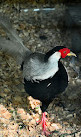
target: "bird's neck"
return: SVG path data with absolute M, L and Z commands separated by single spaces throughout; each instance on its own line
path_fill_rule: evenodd
M 61 53 L 60 52 L 55 52 L 48 58 L 49 63 L 55 63 L 58 62 L 59 59 L 61 58 Z
M 56 72 L 59 70 L 58 68 L 58 61 L 61 58 L 61 53 L 55 52 L 52 54 L 49 58 L 48 61 L 43 64 L 42 67 L 42 73 L 41 75 L 37 76 L 36 79 L 41 79 L 45 80 L 48 78 L 52 78 Z

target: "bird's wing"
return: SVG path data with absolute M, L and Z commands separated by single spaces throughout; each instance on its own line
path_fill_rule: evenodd
M 22 63 L 25 56 L 29 55 L 31 51 L 23 45 L 21 38 L 19 38 L 15 29 L 12 28 L 7 17 L 0 13 L 0 26 L 3 27 L 7 34 L 7 39 L 0 37 L 0 50 L 17 57 L 18 63 Z
M 34 76 L 41 75 L 44 69 L 44 55 L 43 53 L 31 54 L 23 64 L 23 76 L 26 80 L 33 80 Z

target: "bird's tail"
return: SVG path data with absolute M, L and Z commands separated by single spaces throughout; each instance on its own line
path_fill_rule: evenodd
M 5 31 L 7 37 L 0 36 L 0 50 L 11 54 L 17 58 L 21 64 L 26 56 L 31 51 L 23 45 L 21 38 L 17 35 L 15 29 L 12 28 L 11 23 L 7 17 L 0 13 L 0 26 Z

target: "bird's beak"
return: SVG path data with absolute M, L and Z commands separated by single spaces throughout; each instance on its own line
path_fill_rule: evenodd
M 73 53 L 73 52 L 68 53 L 67 56 L 75 56 L 75 57 L 77 57 L 76 54 Z

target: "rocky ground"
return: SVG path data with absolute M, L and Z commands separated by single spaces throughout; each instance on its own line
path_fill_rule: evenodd
M 62 38 L 65 6 L 57 5 L 56 11 L 51 13 L 32 10 L 25 13 L 23 9 L 26 5 L 21 5 L 21 8 L 19 11 L 17 5 L 1 4 L 0 12 L 9 16 L 13 27 L 30 50 L 46 52 L 54 45 L 64 45 L 66 40 L 70 43 L 68 32 Z M 1 27 L 0 35 L 5 36 Z M 69 60 L 62 60 L 69 74 L 69 85 L 47 109 L 51 137 L 81 136 L 81 79 L 70 67 Z M 0 52 L 0 137 L 45 137 L 41 125 L 36 122 L 40 115 L 36 106 L 32 106 L 33 103 L 24 90 L 20 66 L 11 56 Z

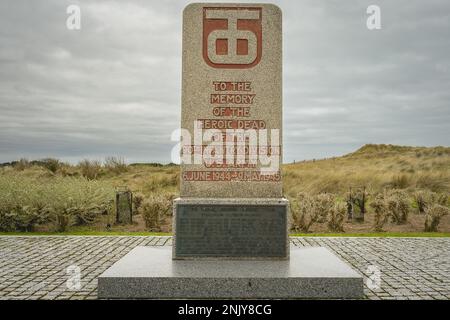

-------

> **Assignment**
Set down the full listing above with its wording unchanged. Leave out its images.

> **Task solution**
target: "bird's neck"
return: SVG path data with absolute M, L and Z commands separated by single spaces throughout; each instance on its own line
path_fill_rule: evenodd
M 61 53 L 60 52 L 55 52 L 48 58 L 49 63 L 55 63 L 58 62 L 59 59 L 61 58 Z
M 56 72 L 59 70 L 58 68 L 58 61 L 61 58 L 61 53 L 55 52 L 52 54 L 49 58 L 48 61 L 43 64 L 42 67 L 42 73 L 41 75 L 37 76 L 36 79 L 41 79 L 45 80 L 48 78 L 52 78 Z

target: "bird's wing"
return: SVG path data with absolute M, L and Z commands separated by single spaces throughout; each instance on its own line
path_fill_rule: evenodd
M 22 63 L 25 56 L 29 55 L 31 51 L 23 45 L 21 38 L 19 38 L 15 29 L 12 28 L 7 17 L 0 13 L 0 26 L 3 27 L 7 34 L 7 39 L 0 37 L 0 50 L 17 57 L 18 63 Z
M 34 76 L 41 75 L 44 69 L 44 55 L 43 53 L 31 54 L 23 64 L 23 76 L 26 80 L 33 80 Z

target: "bird's tail"
return: SVG path data with absolute M, L and Z commands separated by single spaces throughout; each instance on its own line
path_fill_rule: evenodd
M 5 31 L 7 37 L 0 36 L 0 50 L 11 54 L 17 58 L 21 64 L 26 56 L 31 51 L 23 45 L 21 38 L 17 35 L 15 29 L 12 28 L 11 23 L 7 17 L 0 13 L 0 26 Z

target: "bird's beak"
return: SVG path data with absolute M, L and Z commands separated by single spaces throughout; each instance on its own line
path_fill_rule: evenodd
M 73 53 L 73 52 L 68 53 L 67 56 L 75 56 L 75 57 L 77 57 L 76 54 Z

target: "rocky ground"
return: SVG path data with absolute M, L and Z commands separated by single spaces throughout; each instance on its own line
path_fill_rule: evenodd
M 62 38 L 65 6 L 57 5 L 56 11 L 51 13 L 32 10 L 25 13 L 23 9 L 26 5 L 21 5 L 21 8 L 19 11 L 17 5 L 1 4 L 0 12 L 9 16 L 13 27 L 30 50 L 46 52 L 54 45 L 64 45 L 66 40 L 70 43 L 68 32 Z M 1 27 L 0 35 L 5 36 Z M 69 60 L 62 60 L 69 74 L 69 85 L 47 109 L 51 137 L 81 136 L 81 79 L 70 67 Z M 0 52 L 0 137 L 45 137 L 41 125 L 36 122 L 40 115 L 36 106 L 32 106 L 33 103 L 24 90 L 20 66 L 11 56 Z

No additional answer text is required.